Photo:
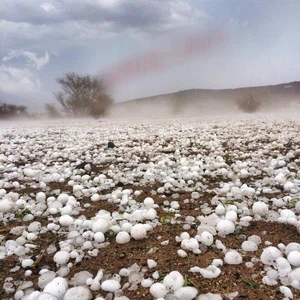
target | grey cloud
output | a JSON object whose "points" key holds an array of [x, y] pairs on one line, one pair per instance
{"points": [[124, 14]]}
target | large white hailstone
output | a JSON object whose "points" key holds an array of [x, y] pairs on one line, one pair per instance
{"points": [[255, 239], [220, 210], [78, 293], [292, 247], [225, 227], [45, 278], [249, 246], [269, 255], [66, 210], [101, 225], [294, 258], [260, 208], [158, 290], [123, 237], [231, 216], [173, 281], [57, 287], [110, 285], [217, 262], [233, 257], [181, 253], [151, 263], [146, 283], [95, 197], [209, 272], [295, 274], [209, 296], [6, 205], [42, 296], [206, 238], [186, 293], [34, 227], [184, 235], [151, 214], [138, 231], [190, 244], [283, 266], [280, 178], [286, 292], [40, 197], [288, 186], [66, 220], [63, 198], [148, 202], [61, 257]]}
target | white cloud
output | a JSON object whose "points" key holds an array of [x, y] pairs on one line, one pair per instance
{"points": [[48, 7], [17, 81], [32, 58]]}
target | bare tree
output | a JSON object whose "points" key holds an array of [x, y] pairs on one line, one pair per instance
{"points": [[52, 111], [11, 111], [83, 95], [248, 103]]}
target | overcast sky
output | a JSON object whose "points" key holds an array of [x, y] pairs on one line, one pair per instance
{"points": [[42, 40]]}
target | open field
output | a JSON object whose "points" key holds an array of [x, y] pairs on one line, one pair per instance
{"points": [[217, 200]]}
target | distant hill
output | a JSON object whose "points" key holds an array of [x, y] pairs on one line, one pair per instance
{"points": [[200, 101]]}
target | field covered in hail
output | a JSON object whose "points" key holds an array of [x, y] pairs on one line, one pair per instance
{"points": [[171, 209]]}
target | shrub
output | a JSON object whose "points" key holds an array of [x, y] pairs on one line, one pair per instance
{"points": [[248, 103], [83, 95], [52, 111], [12, 111]]}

**Aim:** Give back the lines above exactly, from the one with "target | overcast sky" through the last line.

**Complete answer:**
target | overcast sky
output | a JSON object whose "points" key holds an array of [x, y] pairs on one line, one pair per instance
{"points": [[42, 40]]}
target | open field
output | a JSON object whose "points" key holds an array of [x, y] pairs on one line, one pair per instance
{"points": [[217, 200]]}
target | distant hill
output | a JSON object whose "points" key holds an array of [x, y] pairs on one line, one pair per instance
{"points": [[200, 101]]}
target | field covered in hail
output | a JSON object whose "points" key holds an array of [x, y] pairs on one line, one pair per instance
{"points": [[171, 209]]}
target | shrub
output | a JSON object whose "points" key holds an array of [x, y] pairs on one line, one pair per instance
{"points": [[248, 103], [83, 95], [52, 111], [12, 111]]}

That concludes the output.